> I dati:
☆ ☆ ☆ ☆ ☆ ☆ ☆
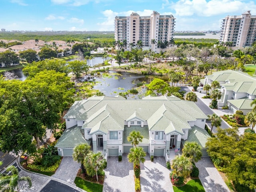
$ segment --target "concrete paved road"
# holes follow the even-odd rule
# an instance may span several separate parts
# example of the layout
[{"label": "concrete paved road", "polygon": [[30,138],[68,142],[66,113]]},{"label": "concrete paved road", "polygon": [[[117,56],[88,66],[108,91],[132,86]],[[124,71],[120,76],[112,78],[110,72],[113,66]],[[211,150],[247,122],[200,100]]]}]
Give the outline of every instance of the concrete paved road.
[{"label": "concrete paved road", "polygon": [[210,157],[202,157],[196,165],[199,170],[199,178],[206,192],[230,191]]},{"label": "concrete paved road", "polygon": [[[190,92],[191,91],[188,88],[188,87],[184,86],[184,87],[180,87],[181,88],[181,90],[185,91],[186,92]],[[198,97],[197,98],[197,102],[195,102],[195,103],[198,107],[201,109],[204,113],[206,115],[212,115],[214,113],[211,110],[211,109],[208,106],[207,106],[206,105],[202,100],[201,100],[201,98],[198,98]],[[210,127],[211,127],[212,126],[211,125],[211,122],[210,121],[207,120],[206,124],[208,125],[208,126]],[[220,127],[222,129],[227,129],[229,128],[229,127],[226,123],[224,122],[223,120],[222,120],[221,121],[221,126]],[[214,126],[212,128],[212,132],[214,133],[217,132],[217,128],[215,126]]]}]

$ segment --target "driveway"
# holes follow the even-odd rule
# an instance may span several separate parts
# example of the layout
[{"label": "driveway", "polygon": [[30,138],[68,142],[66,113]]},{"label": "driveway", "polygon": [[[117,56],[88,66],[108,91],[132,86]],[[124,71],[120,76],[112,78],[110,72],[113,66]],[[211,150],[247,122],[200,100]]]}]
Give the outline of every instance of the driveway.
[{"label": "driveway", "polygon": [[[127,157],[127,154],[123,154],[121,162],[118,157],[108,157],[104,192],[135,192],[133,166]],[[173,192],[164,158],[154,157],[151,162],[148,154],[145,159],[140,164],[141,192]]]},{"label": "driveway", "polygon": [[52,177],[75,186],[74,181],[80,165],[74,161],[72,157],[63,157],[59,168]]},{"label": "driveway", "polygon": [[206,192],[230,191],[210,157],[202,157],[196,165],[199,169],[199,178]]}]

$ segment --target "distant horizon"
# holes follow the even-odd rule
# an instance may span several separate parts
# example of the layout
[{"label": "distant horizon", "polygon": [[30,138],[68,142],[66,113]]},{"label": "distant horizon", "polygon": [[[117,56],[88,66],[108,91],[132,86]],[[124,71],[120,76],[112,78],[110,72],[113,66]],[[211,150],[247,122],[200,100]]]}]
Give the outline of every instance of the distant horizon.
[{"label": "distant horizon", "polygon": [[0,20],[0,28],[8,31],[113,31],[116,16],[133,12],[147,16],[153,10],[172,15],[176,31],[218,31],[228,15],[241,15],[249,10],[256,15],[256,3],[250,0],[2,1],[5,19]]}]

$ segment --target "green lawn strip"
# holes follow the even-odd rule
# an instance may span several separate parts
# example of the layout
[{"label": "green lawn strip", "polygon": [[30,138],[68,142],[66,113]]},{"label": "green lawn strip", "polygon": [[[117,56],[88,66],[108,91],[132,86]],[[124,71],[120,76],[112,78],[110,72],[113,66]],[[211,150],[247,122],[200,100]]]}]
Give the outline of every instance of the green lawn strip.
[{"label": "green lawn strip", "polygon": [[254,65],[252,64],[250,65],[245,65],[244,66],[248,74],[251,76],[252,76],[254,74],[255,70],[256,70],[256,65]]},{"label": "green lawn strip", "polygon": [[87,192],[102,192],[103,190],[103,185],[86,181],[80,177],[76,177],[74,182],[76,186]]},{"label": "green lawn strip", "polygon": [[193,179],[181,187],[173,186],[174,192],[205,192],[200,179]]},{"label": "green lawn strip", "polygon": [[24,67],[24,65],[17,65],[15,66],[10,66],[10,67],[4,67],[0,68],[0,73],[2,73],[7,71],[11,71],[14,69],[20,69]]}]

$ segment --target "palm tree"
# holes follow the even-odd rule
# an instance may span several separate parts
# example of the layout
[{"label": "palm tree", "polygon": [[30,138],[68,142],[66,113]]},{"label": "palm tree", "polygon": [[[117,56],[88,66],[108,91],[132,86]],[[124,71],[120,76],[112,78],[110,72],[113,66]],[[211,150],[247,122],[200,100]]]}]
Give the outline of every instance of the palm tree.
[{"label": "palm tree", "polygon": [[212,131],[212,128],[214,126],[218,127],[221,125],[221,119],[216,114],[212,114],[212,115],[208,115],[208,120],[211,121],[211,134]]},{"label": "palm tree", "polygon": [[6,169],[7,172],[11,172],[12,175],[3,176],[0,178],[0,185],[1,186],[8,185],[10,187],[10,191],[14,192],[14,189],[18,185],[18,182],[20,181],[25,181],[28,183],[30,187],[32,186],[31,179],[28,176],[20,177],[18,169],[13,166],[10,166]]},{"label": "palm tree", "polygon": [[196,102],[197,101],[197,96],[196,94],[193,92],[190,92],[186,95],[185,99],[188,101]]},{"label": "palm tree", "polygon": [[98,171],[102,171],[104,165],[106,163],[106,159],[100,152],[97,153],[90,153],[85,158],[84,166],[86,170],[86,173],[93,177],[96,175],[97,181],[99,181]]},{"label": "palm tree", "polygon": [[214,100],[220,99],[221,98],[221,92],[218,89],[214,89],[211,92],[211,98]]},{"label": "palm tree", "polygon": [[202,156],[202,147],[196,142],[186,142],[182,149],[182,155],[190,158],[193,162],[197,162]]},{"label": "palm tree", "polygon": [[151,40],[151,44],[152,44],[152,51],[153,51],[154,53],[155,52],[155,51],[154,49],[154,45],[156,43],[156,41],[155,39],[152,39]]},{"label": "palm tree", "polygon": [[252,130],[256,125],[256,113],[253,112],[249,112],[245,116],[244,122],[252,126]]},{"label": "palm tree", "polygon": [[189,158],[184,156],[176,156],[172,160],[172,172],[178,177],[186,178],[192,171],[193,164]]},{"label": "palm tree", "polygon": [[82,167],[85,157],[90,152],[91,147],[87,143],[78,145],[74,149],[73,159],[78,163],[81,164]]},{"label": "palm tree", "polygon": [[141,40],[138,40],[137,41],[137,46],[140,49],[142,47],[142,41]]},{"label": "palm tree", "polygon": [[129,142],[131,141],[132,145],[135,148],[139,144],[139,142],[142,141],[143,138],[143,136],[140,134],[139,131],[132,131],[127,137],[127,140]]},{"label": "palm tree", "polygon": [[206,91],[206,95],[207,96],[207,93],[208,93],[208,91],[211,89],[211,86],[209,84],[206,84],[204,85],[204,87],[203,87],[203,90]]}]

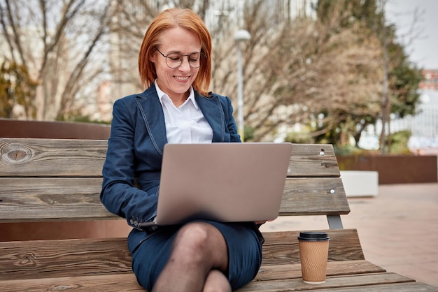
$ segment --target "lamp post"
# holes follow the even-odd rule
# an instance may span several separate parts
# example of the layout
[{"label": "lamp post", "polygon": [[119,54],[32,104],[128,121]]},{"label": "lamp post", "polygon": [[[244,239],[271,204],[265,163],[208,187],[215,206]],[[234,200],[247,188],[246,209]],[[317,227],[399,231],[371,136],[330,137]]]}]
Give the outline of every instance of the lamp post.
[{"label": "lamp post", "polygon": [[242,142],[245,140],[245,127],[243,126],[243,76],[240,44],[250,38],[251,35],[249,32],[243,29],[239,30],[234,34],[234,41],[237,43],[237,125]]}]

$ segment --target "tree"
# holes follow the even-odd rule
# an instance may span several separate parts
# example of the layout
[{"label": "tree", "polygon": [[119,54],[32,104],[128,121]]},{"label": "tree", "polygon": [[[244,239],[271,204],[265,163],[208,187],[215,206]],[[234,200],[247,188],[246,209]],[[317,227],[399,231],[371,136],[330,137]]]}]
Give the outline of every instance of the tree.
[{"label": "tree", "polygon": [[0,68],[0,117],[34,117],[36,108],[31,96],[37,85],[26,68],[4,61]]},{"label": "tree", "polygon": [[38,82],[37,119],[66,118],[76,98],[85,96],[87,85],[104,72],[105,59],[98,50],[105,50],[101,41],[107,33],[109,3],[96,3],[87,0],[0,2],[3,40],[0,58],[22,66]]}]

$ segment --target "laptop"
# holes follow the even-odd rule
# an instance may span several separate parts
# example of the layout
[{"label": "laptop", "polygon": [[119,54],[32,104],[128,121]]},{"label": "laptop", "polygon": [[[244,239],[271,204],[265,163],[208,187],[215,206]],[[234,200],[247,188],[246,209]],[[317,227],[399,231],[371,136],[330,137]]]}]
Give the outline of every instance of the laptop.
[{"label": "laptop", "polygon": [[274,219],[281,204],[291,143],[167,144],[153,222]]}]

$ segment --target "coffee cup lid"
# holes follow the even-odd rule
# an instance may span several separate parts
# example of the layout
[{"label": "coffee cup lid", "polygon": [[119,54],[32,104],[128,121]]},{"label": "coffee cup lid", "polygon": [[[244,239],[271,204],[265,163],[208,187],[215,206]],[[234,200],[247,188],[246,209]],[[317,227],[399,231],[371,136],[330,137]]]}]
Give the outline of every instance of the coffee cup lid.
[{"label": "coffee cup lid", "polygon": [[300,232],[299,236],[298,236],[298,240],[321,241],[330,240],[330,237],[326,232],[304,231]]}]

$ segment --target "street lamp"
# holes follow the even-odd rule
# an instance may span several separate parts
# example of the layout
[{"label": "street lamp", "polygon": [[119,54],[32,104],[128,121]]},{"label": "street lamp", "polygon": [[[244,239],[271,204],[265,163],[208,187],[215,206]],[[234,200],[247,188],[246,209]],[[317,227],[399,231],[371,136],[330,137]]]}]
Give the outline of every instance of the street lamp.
☆ ☆ ☆ ☆ ☆ ☆ ☆
> Cosa serve:
Ricopia tali e quali le righe del materiale dall'inizio fino alla riga con "Give the outline of every instance of the concrete", inclusa anche questa. Nella risposta lascia fuori le immagini.

> Risultato:
$ segment --target "concrete paved road"
# holes follow the even-odd rule
# an instance may span several separate parts
# example of the layout
[{"label": "concrete paved road", "polygon": [[30,138],[68,142],[66,113]]},{"label": "concrete paved road", "polygon": [[[117,56],[88,66],[108,91],[132,86]],[[124,71],[120,76],[112,78],[110,72],[113,66]],[[211,150],[247,122],[200,100]]]}]
Give the outline of every instance of the concrete paved road.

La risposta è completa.